_Records to use_
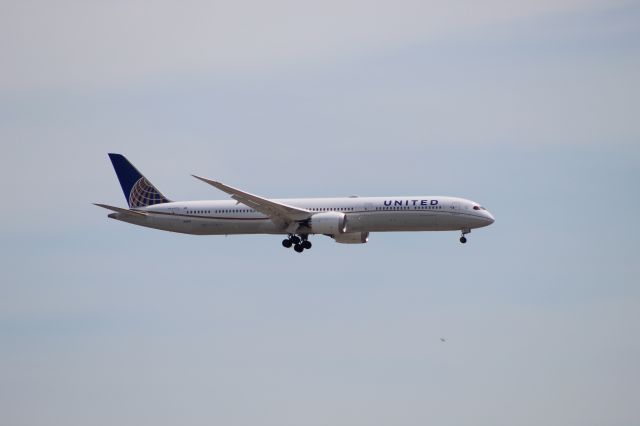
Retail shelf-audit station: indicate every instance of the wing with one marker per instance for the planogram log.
(279, 213)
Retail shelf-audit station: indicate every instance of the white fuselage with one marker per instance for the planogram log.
(363, 214)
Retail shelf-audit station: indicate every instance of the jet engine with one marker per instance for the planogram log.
(352, 238)
(332, 223)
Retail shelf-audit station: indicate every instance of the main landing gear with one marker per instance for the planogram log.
(299, 243)
(465, 231)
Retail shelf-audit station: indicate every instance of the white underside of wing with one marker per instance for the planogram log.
(279, 213)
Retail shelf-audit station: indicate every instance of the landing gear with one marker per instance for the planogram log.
(465, 231)
(299, 243)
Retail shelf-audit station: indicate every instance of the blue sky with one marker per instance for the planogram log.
(530, 109)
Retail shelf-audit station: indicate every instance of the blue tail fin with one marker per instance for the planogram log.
(138, 191)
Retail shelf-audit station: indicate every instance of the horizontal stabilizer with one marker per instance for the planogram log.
(121, 210)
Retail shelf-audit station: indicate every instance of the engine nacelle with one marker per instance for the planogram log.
(332, 223)
(352, 238)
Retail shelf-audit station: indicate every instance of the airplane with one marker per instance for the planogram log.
(348, 220)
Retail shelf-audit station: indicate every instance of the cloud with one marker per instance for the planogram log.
(71, 44)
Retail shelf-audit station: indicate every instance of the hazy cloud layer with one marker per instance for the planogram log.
(527, 107)
(79, 44)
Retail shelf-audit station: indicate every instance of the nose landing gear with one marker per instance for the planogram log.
(300, 243)
(465, 231)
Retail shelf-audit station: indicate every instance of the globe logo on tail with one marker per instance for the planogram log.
(144, 194)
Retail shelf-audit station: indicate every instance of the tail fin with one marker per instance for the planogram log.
(138, 191)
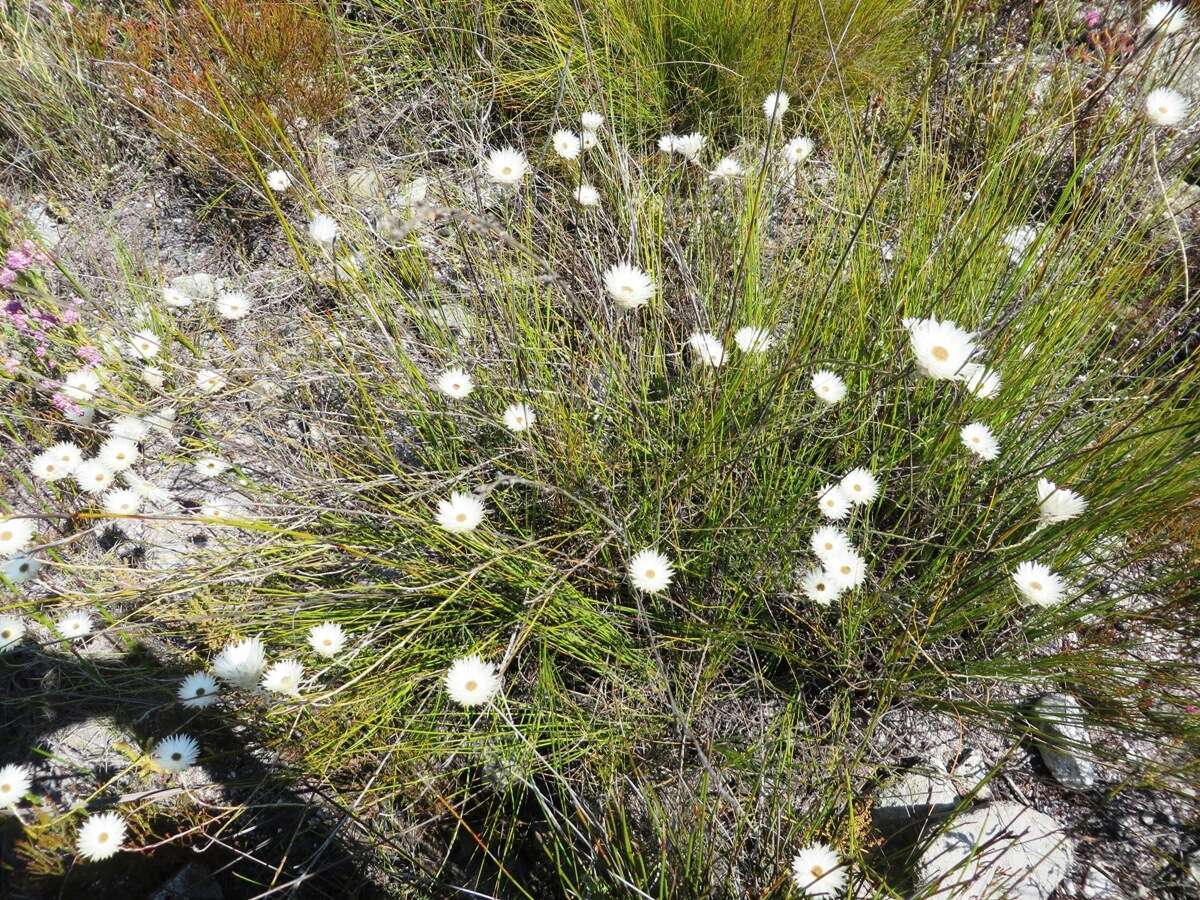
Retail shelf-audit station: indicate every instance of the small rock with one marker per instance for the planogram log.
(1066, 744)
(1000, 850)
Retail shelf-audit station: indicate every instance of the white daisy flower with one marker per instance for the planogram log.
(101, 837)
(15, 784)
(707, 348)
(177, 753)
(651, 571)
(828, 387)
(16, 534)
(1165, 107)
(461, 513)
(816, 871)
(1167, 18)
(834, 504)
(75, 625)
(198, 690)
(241, 664)
(285, 677)
(471, 682)
(121, 502)
(210, 466)
(327, 640)
(507, 166)
(587, 196)
(57, 462)
(726, 169)
(1038, 586)
(12, 629)
(981, 381)
(775, 106)
(941, 348)
(798, 150)
(978, 439)
(628, 286)
(118, 454)
(520, 417)
(209, 381)
(145, 345)
(751, 339)
(828, 541)
(819, 587)
(567, 144)
(93, 477)
(234, 305)
(323, 229)
(279, 180)
(456, 383)
(1057, 504)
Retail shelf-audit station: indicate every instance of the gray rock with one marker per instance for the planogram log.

_Written problem_
Render every line of the entries above as a JSON list of strings, one string per line, with blank lines and the pictures left out.

_Task response_
[
  "Retail shelf-audit station: indicate every instance of the wing with one marker per instance for the planogram log.",
  "(279, 213)",
  "Retail shelf-audit station: indicate every instance of the white fuselage with one marker per instance for the planogram log.",
  "(363, 214)",
  "Retail shelf-audit station: indicate every instance of the jet engine with one marker per instance for the planogram log.",
  "(352, 238)",
  "(332, 223)",
  "Retail shelf-audit station: indicate every instance of the main landing gear with one marker per instance for the planogram log.",
  "(299, 243)",
  "(465, 231)",
  "Retail shelf-audit station: indicate every instance of the white underside of wing with one marker per instance for the planogram log.",
  "(279, 213)",
  "Retail shelf-audit station: indicate every instance of the landing gear with one marker per instance for the planogram log.",
  "(465, 231)",
  "(299, 243)",
  "Retail shelf-audit station: indicate every instance of the blue sky with one marker per instance for the planogram log.",
  "(530, 109)",
  "Retail shelf-audit station: indicate every instance of the blue tail fin with one marker per instance for the planogram log.",
  "(138, 191)",
  "Retail shelf-audit station: indicate every instance of the horizontal stabilizer with one marker per instance for the planogram log.",
  "(121, 210)",
  "Retail shelf-audit station: indicate every instance of the engine nacelle with one marker per instance for the planogram log.",
  "(332, 223)",
  "(352, 238)",
  "Retail shelf-audit station: indicate every instance of the airplane with one marker per instance for the planogram log.",
  "(348, 220)",
  "Retail shelf-audit station: indicate every instance of the cloud with one marker per instance for the planogram log.",
  "(71, 44)",
  "Retail shelf-audit station: indicate every instance of the hazy cloud layer with one marker per instance for the planogram log.",
  "(527, 107)",
  "(79, 44)",
  "Retail shelf-audit station: indicate every instance of the nose landing gear with one marker per instance for the planogram log.",
  "(300, 243)",
  "(465, 231)",
  "Retail shelf-audit station: indicate every instance of the globe logo on tail with one marker per instance for the planogram log.",
  "(144, 194)",
  "Retail shelf-audit station: indicate every instance of the tail fin with one marker per instance for the planogram log.",
  "(138, 191)",
  "Retail shelf-audit station: indicate every instance of the small rock with one marker per instance for the planogram log.",
  "(1066, 744)",
  "(1000, 850)",
  "Retail shelf-audit station: indicate every instance of the white daisy flower with one marker per instance for the planogram log.",
  "(101, 837)",
  "(15, 784)",
  "(707, 348)",
  "(177, 753)",
  "(651, 571)",
  "(828, 387)",
  "(16, 534)",
  "(1165, 107)",
  "(461, 513)",
  "(816, 871)",
  "(1167, 18)",
  "(834, 504)",
  "(75, 625)",
  "(198, 690)",
  "(241, 664)",
  "(285, 677)",
  "(471, 682)",
  "(121, 502)",
  "(210, 466)",
  "(327, 640)",
  "(507, 166)",
  "(587, 196)",
  "(57, 462)",
  "(726, 169)",
  "(1038, 586)",
  "(12, 629)",
  "(981, 381)",
  "(775, 106)",
  "(941, 348)",
  "(798, 150)",
  "(978, 439)",
  "(628, 286)",
  "(118, 454)",
  "(520, 417)",
  "(209, 381)",
  "(145, 345)",
  "(751, 339)",
  "(828, 541)",
  "(819, 587)",
  "(567, 144)",
  "(93, 477)",
  "(234, 305)",
  "(323, 229)",
  "(279, 180)",
  "(456, 383)",
  "(1057, 504)",
  "Retail shelf-audit station: indicate every instance of the gray rock with one marker per instance for the planogram log."
]